(Supplied text):
= Beginning of Section =

Active Mining
H. Moloda (Ed.)
IOS Press, 2002
Toward Active Mining from On-line Scientific Text
Abstracts Using Pre-existing Sources
TuanNam Tran and Masayuki Numao
[email protected],
[email protected]
Department of Computer Science,
Tokyo Institute of Technology
2-12-1 O-okayama, Meguro-ku, Tokyo 152-8552, JAPAN
Abstract. As biomedical research enters the post-genome era and most
new information relevant to biology research is still recorded as free
text, there is an extensively increasing needs of extracting information
from biological literature databases such as MEDLINE. Different from
other work so far, in this paper we presents a framework for mining
MEDLINE by making use of a pre-existing biological database on a
kind of Yeast called S.cerevisiae. Our framework is based on an active
mining prospect and consists of two tasks: an information retrieval task
of actively selecting articles in accordance with users' interest, and a
text data mining task using association rule mining and term extraction
techniques. The preliminary results indicate that the proposed method
may be useful for consistency checking and error detection in annotation
of MeSH terms in MEDLINE records. It is considered that the proposed
approach of combining information retrieval making use of pre-existing
databases and text data mining could be expanded for other fields such
as Web mining.
1 Introduction
Because of the rapid growth of computer hardwares and network technologies, a vast
amount of information could be accessed through a variety of databases and sources.

= End of Section =

(Tasks and exercises):
1. In the paper excerpt on mining MEDLINE, shorten the paragraph that begins "As biomedical research enters the post-genome era" and keep its main facts.
2. According to the paper excerpt, what kind of yeast is the pre-existing biological database about?
3. Retype the part of the paper excerpt starting with "1 Introduction" and going on through "databases and sources.".

(Record extracts):
= Beginning of Section =

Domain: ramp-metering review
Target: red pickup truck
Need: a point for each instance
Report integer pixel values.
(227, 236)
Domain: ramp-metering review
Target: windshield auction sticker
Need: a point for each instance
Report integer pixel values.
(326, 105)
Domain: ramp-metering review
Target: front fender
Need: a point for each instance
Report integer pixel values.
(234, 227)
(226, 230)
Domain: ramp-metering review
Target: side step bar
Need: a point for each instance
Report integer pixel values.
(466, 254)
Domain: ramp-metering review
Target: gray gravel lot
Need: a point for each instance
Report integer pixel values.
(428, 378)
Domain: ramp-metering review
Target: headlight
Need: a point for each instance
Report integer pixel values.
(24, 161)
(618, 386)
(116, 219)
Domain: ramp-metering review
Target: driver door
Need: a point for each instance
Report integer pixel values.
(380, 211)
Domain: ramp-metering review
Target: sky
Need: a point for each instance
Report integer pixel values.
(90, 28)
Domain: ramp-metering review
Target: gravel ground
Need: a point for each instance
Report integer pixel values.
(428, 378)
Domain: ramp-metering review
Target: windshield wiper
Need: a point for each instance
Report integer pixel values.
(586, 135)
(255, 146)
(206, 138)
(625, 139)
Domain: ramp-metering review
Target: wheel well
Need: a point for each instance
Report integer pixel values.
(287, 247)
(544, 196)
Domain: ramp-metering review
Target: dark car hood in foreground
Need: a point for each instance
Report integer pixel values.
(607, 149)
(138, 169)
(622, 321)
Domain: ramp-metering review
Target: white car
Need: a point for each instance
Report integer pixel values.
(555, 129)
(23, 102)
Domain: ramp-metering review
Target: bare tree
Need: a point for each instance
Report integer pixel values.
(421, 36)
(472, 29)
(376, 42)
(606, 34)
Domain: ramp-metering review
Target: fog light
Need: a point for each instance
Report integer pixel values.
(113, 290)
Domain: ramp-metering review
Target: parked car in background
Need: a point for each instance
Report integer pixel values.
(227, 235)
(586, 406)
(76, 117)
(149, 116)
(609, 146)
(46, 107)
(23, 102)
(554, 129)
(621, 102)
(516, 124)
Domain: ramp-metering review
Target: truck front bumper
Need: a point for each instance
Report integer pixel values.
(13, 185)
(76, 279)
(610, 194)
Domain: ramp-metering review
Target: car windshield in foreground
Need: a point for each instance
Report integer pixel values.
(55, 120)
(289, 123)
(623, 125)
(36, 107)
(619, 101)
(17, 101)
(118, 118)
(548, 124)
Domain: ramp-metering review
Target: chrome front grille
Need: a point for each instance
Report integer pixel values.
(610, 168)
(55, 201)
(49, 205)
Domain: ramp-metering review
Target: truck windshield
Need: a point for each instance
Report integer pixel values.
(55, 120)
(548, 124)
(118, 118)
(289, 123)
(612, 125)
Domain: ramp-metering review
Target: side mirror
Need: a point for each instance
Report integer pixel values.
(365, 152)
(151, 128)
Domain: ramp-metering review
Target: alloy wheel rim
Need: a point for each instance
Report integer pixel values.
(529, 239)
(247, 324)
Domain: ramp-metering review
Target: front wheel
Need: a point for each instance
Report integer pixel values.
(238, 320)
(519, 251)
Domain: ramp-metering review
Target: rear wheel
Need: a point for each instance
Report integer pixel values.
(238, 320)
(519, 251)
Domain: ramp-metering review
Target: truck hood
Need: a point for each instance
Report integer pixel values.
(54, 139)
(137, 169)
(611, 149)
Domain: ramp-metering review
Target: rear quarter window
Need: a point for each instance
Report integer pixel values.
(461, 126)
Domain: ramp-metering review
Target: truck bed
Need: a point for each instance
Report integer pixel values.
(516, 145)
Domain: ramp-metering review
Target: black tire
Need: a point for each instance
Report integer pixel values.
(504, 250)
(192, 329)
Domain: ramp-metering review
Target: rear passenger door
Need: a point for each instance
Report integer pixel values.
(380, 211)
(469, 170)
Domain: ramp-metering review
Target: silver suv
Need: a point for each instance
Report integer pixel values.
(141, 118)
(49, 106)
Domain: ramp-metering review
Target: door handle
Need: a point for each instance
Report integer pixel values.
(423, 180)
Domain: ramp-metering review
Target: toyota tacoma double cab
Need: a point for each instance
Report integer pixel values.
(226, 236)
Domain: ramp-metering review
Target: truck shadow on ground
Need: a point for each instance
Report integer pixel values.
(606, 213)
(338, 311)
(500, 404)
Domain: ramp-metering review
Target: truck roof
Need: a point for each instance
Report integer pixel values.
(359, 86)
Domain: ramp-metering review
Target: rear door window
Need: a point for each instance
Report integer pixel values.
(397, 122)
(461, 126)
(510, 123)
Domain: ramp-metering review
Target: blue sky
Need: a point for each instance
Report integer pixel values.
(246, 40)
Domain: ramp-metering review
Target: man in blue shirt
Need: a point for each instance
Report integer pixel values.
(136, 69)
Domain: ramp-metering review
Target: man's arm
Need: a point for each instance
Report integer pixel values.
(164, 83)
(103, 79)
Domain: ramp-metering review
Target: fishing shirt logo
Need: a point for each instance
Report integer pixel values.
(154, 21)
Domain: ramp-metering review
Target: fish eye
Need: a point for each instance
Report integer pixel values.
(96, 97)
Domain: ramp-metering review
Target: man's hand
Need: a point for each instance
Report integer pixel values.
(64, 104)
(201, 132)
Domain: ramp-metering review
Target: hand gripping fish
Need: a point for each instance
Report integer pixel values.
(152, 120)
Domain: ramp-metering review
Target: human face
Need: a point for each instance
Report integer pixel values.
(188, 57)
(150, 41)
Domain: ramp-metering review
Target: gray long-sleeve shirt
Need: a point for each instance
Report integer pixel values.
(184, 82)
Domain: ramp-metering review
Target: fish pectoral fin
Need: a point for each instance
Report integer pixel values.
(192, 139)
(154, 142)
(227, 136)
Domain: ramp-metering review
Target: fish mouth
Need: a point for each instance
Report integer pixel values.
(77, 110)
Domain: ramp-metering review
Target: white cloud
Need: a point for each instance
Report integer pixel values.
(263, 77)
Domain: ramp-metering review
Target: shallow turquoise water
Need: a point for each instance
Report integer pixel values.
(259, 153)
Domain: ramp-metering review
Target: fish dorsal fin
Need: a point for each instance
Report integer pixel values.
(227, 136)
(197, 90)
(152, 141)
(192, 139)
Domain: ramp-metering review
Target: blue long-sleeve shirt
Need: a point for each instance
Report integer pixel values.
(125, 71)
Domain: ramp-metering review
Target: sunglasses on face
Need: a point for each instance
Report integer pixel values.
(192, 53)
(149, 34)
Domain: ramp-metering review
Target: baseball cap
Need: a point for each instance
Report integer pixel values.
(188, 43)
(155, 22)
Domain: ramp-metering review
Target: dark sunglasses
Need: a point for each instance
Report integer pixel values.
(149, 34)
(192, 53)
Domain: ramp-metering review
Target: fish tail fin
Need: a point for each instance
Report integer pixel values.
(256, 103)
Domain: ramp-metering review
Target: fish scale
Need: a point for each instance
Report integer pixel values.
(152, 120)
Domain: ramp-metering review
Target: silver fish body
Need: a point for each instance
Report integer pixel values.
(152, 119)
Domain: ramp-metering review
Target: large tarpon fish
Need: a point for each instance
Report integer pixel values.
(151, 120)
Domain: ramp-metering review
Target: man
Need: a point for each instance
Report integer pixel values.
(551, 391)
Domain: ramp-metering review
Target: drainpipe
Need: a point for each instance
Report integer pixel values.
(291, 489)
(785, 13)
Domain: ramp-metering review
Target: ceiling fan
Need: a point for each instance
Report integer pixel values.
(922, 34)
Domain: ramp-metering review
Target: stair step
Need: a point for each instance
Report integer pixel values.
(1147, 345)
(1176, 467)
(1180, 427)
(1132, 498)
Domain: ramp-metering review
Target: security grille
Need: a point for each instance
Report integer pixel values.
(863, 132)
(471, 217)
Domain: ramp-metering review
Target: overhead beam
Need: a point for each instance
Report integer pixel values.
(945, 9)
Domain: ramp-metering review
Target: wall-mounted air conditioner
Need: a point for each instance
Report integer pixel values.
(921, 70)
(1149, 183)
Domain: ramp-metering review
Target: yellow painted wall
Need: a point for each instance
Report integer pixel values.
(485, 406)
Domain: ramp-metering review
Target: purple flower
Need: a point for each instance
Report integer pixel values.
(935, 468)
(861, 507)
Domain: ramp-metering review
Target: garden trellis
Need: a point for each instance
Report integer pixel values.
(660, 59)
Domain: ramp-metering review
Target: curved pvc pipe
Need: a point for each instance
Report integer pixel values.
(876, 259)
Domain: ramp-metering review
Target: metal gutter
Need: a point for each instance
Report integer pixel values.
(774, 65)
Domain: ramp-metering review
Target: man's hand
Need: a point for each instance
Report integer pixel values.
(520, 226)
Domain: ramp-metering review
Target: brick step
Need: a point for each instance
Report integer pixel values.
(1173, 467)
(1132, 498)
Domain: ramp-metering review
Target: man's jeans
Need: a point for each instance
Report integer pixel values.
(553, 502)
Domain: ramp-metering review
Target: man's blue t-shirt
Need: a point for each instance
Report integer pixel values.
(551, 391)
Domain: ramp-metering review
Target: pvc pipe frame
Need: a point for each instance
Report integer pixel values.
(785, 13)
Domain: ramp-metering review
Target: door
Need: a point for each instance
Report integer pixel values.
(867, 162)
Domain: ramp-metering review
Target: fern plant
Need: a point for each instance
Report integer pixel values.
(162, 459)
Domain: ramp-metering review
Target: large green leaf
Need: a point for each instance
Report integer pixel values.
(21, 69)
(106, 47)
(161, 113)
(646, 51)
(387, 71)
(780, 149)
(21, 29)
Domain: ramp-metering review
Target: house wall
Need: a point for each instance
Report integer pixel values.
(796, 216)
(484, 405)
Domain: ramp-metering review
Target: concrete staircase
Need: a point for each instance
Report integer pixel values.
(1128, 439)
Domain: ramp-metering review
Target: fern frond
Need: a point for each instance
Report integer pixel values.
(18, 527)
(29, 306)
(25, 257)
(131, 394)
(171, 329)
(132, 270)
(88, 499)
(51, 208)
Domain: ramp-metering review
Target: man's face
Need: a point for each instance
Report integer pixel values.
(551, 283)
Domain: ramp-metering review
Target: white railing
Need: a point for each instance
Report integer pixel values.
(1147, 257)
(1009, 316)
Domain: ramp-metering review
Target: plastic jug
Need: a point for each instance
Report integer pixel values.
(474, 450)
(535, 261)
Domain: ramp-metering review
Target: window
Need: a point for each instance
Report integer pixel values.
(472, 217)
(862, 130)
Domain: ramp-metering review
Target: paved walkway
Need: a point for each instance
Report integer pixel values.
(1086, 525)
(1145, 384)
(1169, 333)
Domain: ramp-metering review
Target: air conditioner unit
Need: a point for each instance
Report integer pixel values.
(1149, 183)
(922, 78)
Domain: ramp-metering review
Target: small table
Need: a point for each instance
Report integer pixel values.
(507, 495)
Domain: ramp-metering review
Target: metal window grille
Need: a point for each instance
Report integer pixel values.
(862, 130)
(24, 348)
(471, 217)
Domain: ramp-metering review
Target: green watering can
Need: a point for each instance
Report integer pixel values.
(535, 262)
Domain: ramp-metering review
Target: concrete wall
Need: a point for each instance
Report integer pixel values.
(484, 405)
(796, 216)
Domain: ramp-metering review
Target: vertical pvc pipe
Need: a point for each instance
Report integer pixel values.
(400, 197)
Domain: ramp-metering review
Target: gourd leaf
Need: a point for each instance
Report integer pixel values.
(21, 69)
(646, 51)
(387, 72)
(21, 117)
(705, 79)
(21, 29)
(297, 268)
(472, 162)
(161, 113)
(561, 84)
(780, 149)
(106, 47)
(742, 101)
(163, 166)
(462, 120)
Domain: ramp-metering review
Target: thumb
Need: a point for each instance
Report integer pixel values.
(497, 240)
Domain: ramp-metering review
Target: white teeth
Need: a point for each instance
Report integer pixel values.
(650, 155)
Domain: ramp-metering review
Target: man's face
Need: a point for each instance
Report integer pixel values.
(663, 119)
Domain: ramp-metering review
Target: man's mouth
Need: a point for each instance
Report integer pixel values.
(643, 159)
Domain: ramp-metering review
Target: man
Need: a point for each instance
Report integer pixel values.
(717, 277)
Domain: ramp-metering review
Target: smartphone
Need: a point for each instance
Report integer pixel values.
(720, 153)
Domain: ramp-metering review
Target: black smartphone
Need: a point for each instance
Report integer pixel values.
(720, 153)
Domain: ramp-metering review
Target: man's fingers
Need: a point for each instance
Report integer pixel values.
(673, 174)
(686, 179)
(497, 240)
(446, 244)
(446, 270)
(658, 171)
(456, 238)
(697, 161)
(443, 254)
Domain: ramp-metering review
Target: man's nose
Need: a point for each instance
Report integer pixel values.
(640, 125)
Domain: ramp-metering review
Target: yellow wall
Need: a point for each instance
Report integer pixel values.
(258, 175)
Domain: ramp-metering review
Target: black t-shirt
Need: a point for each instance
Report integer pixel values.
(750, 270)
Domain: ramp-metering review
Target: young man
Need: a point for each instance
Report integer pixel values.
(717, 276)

= End of Section =

(Answer set):
1. Most new biology information is still recorded as free text, so there is a growing need to extract information from literature databases such as MEDLINE. This paper presents a framework for mining MEDLINE using a pre-existing biological database on the yeast S.cerevisiae. Based on active mining, the framework has two tasks. The first is information retrieval that actively selects articles matching users' interests. The second is text data mining using association rule mining and term extraction. Early results suggest the method may help with consistency checking and error detection in MeSH term annotation of MEDLINE records. The authors think that combining retrieval from pre-existing databases with text data mining could extend to other fields, such as Web mining.

2. S.cerevisiae.

3.
1 Introduction
Because of the rapid growth of computer hardwares and network technologies, a vast
amount of information could be accessed through a variety of databases and sources.